### Task details
Below is a block of entries, which should be copied verbatim apart from the pictures.
====== Dataset excerpts ======
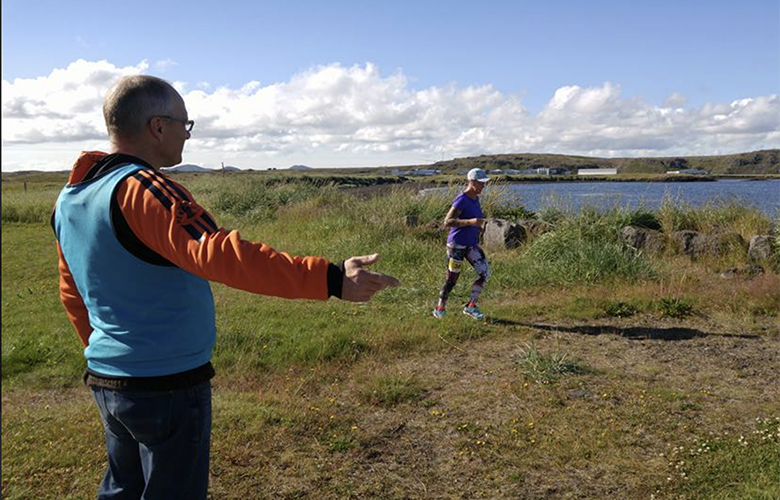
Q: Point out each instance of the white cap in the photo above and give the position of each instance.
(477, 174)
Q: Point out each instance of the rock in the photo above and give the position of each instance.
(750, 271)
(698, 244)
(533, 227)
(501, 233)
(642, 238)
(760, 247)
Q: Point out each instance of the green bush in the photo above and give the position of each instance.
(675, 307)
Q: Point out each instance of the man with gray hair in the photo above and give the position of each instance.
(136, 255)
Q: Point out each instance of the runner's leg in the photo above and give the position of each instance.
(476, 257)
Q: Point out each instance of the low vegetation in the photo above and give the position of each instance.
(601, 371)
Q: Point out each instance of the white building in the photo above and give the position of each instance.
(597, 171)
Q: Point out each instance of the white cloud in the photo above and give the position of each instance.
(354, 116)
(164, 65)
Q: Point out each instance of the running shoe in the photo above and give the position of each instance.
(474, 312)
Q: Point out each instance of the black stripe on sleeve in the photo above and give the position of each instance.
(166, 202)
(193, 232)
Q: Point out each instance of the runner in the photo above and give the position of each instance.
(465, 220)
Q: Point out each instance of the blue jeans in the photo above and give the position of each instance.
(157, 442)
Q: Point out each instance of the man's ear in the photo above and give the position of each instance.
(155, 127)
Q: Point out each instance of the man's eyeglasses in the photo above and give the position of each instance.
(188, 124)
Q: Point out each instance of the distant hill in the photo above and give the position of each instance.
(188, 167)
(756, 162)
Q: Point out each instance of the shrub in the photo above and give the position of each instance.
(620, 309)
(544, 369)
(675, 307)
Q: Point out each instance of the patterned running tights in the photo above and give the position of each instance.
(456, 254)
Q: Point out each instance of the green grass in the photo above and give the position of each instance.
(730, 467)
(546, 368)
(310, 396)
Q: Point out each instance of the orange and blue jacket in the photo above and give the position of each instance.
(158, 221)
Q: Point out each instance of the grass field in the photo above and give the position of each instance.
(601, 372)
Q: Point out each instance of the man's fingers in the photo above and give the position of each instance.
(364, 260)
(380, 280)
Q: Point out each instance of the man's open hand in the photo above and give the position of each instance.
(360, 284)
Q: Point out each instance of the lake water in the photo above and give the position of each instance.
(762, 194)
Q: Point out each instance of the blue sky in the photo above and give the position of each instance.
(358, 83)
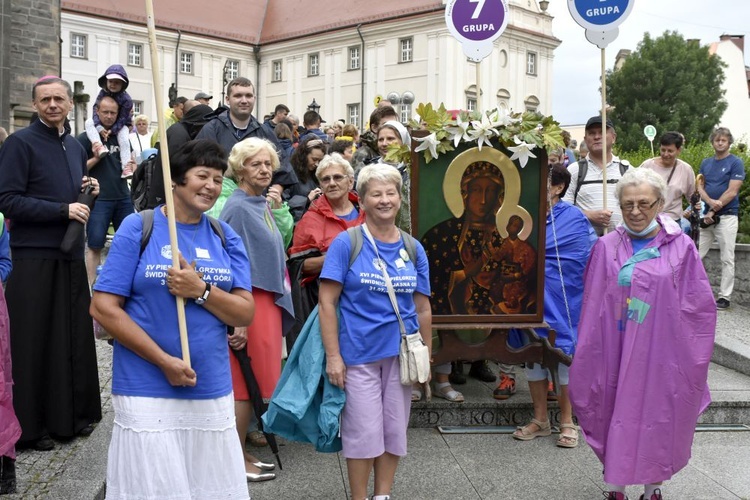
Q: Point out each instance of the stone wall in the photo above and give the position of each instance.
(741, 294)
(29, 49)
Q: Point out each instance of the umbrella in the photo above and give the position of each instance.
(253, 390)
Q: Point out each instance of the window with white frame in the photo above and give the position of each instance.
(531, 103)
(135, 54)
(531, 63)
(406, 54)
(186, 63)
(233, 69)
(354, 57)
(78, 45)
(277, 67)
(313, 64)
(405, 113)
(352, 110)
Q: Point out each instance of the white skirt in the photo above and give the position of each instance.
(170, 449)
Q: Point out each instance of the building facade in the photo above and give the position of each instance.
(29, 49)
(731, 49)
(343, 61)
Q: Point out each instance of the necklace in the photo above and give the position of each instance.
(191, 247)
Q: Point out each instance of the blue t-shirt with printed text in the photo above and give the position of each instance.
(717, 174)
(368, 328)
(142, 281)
======
### Result of the task
Q: Point out each instance of the white cap in the photo above and give the position of each instance.
(477, 174)
Q: Point out each instance of the rock in the photo above and give the position of each instance.
(750, 271)
(698, 244)
(533, 227)
(501, 233)
(642, 238)
(760, 247)
Q: Point out each instance of the green bush in the photo above and give the position of each instance.
(675, 307)
Q: Point out each instance of the man with gray hair in the photo above and give the position of each instance.
(136, 255)
Q: Point out each instance of the runner's leg in the photo above and give the position of each instance.
(476, 257)
Q: Point out each instance of the low vegetation in the photo above and give the position of each instance.
(601, 371)
Q: Point out each instance of the white building in the photo above and give the position of each instance.
(597, 171)
Q: Point out each instance of the white cloud in the photo above and give the position of each instance.
(354, 116)
(164, 65)
Q: Point out each instance of the running shoe in the photo above and give the position of each instance.
(474, 312)
Q: Point out each instance of the black stripe on sleeve in the photo above and give the position of each instance.
(166, 202)
(193, 232)
Q: Point out each instance of the runner in the photo above and give the position of each instance.
(465, 220)
Q: Point out each instance of the blue jeans in the photo above and give the position of each instance.
(157, 442)
Q: Point out each instance of the man's ear in the photo above and give the position of each instance.
(155, 127)
Q: Point out each instance of the man's eyeglasses in the photo above and give the position of each instance.
(188, 124)
Q: Point out each instance of the distant hill in the photo above and give the position of each instance.
(188, 167)
(756, 162)
Q: Point out each instance of the shrub in the photo above and give the position of each instance.
(620, 309)
(544, 369)
(675, 307)
Q: Point out each instance of the patterned running tights in the photo above and give the position of each instance.
(456, 254)
Q: Point out each instance of the green grass in the photo above and give the position of each instance.
(730, 467)
(546, 368)
(310, 396)
Q: Point out each instance of the orange and blue jacket in the photo above and give the position of each instance.
(158, 221)
Q: Point out each instance of the grass field in the photo above and give the position of each instance.
(601, 372)
Q: Point out each instance of the man's fingers in the photo above and give the position of each instance.
(364, 260)
(380, 280)
Q: Point out each instance of the man's open hand in the photo above and give the position of each instance.
(360, 284)
Q: Point out each instance of the lake water in the photo above and give the position of each instance.
(762, 194)
Q: Point out each instance of the blue sky in the photo above and give the position of each instance.
(358, 83)
Q: Point out each instance of the stone wall in the photo above and give the position of each instance.
(741, 294)
(29, 49)
Q: Point out each instance of the umbrella in the photo above and give the position of each instance.
(253, 390)
Q: Point out each instance of the window with white frame in the photo above and give the position of each instance.
(531, 103)
(135, 54)
(531, 63)
(406, 54)
(186, 63)
(233, 69)
(354, 57)
(78, 45)
(277, 67)
(313, 64)
(405, 113)
(352, 110)
Q: Point out each instance of the white skirt in the photo above and give the position of each instance.
(170, 449)
Q: Point out each instance of the building facade in the photo above and give the position of each instance.
(29, 49)
(731, 49)
(343, 61)
Q: Point out each instance of the necklace in the photo above and give the position of each instance.
(191, 247)
Q: Point out each instance of the blue t-shirt with printed text in the photo above and give the position of each instance.
(717, 174)
(368, 328)
(142, 281)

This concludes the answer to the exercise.